ISTRUZIONE DI LAVORO
Ricopia parola per parola, dall'articolo sulla commessa incinta, tutto ciò che va da "Merano. È all’inizio" giù fino a "ad alto rischio.".

TESTO MOSTRATO
* * * * * * * * *
Commessa incinta al 6° mese, negata la maternità anticipata 

La segnalazione. Una meranese chiede un mese e mezzo di astensione da un lavoro a strettissimo contatto col pubblico L’Ispettorato rigetta l’istanza. «Dobbiamo aspettare che siano contagiati mia moglie e il nostro bambino?», scrive il marito


Sara Martinello


Merano. È all’inizio del sesto mese di gravidanza nel pieno dell’emergenza sanitaria, ma l’Ispettorato del lavoro le nega la maternità anticipata. Elena (il nome è di fantasia a tutela della protagonista della vicenda) è commessa in una catena di negozi dedicati ad articoli per la casa e per l’igiene e alla cura della persona, attività non interessata dal decreto del presidente del Consiglio dei ministri del 11 marzo. Una mansione ad alto rischio, in questo periodo, svolta nell’apprensione per la salute propria, per quella dei cari che si ritroveranno una volta tornate a casa e, nel caso di Elena e di molte altre come lei, per la salute del feto che si porta in grembo.

Mansione ad alto rischio.
* * * * * * * * *
(Dati memorizzati)
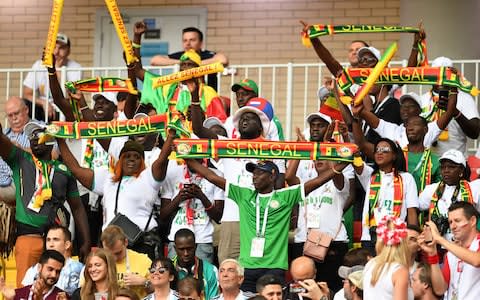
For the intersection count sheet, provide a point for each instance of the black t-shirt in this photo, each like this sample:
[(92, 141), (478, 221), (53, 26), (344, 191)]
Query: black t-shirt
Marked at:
[(388, 111), (204, 54)]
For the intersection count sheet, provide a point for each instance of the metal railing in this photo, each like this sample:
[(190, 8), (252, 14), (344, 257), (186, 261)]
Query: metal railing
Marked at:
[(291, 87)]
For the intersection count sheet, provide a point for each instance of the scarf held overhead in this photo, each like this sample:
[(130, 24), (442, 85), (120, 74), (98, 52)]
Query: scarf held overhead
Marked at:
[(408, 75), (107, 129), (202, 148), (318, 30)]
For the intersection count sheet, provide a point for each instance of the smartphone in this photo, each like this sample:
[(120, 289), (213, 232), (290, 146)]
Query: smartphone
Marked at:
[(443, 94), (296, 288), (428, 234)]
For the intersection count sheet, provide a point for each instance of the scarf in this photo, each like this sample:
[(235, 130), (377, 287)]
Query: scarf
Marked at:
[(409, 75), (187, 74), (202, 148), (321, 30), (121, 31), (425, 166), (375, 73), (102, 84), (107, 129), (462, 188), (47, 59), (43, 185), (375, 184)]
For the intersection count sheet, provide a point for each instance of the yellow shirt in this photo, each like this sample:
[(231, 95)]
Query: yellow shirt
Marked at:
[(136, 263)]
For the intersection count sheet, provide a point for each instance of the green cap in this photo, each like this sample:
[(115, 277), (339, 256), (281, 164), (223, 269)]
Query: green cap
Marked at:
[(246, 84)]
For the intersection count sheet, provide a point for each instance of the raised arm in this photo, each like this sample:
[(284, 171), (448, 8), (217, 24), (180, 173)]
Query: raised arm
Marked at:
[(197, 113), (332, 64), (84, 175), (207, 173), (57, 93), (159, 166)]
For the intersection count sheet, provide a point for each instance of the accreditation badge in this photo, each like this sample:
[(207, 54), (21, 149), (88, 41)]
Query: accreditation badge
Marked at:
[(258, 246)]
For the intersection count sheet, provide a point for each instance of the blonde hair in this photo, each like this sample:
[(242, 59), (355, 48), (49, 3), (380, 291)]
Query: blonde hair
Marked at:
[(389, 254), (88, 290)]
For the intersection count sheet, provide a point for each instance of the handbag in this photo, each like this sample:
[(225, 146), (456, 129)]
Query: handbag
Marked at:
[(317, 243), (131, 230)]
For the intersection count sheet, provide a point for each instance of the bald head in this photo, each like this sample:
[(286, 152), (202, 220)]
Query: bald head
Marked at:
[(17, 113), (303, 268)]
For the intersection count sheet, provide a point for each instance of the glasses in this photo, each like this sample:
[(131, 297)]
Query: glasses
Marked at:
[(160, 270), (366, 60), (383, 150)]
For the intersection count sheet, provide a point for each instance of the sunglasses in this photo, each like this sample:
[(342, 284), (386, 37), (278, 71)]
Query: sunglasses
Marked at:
[(383, 150), (160, 270), (367, 60)]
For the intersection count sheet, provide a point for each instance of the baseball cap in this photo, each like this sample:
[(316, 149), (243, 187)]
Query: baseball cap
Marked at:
[(212, 121), (413, 96), (345, 271), (133, 146), (312, 116), (247, 108), (357, 279), (442, 61), (63, 38), (322, 93), (246, 84), (110, 96), (263, 105), (455, 156), (264, 165), (370, 49)]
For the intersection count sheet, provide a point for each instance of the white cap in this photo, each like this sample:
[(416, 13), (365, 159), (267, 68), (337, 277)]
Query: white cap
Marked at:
[(370, 49), (413, 96), (312, 116), (442, 61), (212, 121), (455, 156)]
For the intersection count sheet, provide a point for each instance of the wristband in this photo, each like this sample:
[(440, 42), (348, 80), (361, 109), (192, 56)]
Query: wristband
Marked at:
[(335, 171), (357, 161), (136, 46), (433, 260)]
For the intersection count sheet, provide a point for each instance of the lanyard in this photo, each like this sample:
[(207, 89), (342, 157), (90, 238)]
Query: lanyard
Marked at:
[(265, 216)]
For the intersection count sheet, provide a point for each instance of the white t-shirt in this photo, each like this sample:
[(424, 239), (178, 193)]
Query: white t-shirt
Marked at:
[(385, 198), (383, 289), (324, 211), (235, 173), (398, 133), (232, 132), (425, 198), (462, 277), (135, 198), (39, 80), (202, 224), (456, 137)]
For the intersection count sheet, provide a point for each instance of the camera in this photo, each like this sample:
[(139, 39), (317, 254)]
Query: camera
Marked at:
[(441, 222), (296, 288)]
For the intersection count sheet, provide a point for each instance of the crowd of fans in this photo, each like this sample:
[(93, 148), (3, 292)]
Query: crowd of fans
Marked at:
[(235, 228)]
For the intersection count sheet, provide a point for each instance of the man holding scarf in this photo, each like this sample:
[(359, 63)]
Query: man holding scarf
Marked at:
[(42, 185)]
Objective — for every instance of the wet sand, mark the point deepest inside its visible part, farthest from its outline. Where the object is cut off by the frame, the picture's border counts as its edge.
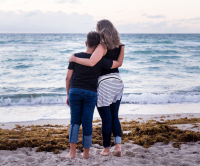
(132, 154)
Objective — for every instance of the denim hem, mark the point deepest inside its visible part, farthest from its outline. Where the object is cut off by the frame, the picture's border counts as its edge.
(87, 141)
(73, 133)
(107, 147)
(117, 140)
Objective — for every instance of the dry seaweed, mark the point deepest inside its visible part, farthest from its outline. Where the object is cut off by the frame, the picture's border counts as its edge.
(52, 138)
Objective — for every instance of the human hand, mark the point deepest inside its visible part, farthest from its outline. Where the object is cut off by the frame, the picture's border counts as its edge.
(71, 58)
(67, 101)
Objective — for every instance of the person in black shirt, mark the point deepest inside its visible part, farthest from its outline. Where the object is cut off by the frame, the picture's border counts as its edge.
(81, 87)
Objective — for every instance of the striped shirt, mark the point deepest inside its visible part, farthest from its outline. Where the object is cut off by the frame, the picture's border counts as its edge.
(110, 89)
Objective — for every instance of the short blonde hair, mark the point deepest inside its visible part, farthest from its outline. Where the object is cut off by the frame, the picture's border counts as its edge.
(109, 35)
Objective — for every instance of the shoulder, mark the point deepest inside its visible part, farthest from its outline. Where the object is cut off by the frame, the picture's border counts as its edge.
(80, 54)
(102, 48)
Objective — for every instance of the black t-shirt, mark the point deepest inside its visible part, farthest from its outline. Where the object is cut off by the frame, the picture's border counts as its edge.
(113, 55)
(85, 77)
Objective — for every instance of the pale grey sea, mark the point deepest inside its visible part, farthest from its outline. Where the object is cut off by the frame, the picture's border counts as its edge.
(159, 71)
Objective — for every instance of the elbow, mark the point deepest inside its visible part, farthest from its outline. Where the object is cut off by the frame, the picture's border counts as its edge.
(120, 64)
(67, 79)
(92, 64)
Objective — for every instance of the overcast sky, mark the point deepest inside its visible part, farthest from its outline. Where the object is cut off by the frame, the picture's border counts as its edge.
(81, 16)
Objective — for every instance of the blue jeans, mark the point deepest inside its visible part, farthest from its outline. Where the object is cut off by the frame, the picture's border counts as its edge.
(110, 123)
(82, 103)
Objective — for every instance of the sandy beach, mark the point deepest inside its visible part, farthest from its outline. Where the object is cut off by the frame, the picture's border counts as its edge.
(132, 154)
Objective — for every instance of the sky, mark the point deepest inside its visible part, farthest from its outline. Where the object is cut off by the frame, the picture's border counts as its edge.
(81, 16)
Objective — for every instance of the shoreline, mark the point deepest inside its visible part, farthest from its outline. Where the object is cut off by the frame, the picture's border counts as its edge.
(128, 117)
(132, 154)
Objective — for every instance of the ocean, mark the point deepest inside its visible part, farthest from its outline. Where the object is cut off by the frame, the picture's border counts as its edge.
(161, 74)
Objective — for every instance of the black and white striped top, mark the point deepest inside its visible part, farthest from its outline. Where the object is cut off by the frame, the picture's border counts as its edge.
(110, 89)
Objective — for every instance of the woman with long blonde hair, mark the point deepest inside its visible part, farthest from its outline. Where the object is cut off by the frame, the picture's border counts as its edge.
(110, 85)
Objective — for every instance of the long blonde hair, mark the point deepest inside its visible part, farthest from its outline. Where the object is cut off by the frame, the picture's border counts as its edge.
(109, 35)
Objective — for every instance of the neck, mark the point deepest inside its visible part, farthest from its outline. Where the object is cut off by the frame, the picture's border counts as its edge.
(89, 50)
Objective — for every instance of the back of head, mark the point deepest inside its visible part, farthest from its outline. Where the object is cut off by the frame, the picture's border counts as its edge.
(109, 35)
(93, 39)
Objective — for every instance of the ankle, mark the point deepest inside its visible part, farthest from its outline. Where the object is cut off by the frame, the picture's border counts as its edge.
(118, 146)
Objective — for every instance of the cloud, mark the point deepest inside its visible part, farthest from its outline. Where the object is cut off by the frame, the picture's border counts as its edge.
(40, 22)
(194, 19)
(157, 16)
(67, 1)
(153, 16)
(160, 27)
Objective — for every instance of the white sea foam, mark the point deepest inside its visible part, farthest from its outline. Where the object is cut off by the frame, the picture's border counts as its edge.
(145, 98)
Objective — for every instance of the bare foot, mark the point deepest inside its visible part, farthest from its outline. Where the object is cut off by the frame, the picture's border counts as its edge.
(117, 151)
(84, 155)
(105, 152)
(70, 156)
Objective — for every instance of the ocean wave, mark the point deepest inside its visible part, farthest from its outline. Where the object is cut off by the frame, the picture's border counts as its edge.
(165, 52)
(144, 98)
(164, 42)
(148, 98)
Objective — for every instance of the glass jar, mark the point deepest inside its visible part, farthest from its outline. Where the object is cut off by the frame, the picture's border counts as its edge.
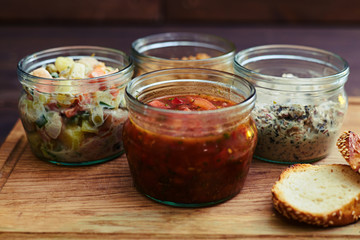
* * * * * * * * *
PROBLEMA RISOLTO
Merano. È all’inizio del sesto mese di gravidanza nel pieno dell’emergenza sanitaria, ma l’Ispettorato del lavoro le nega la maternità anticipata. Elena (il nome è di fantasia a tutela della protagonista della vicenda) è commessa in una catena di negozi dedicati ad articoli per la casa e per l’igiene e alla cura della persona, attività non interessata dal decreto del presidente del Consiglio dei ministri del 11 marzo. Una mansione ad alto rischio, in questo periodo, svolta nell’apprensione per la salute propria, per quella dei cari che si ritroveranno una volta tornate a casa e, nel caso di Elena e di molte altre come lei, per la salute del feto che si porta in grembo.

Mansione ad alto rischio.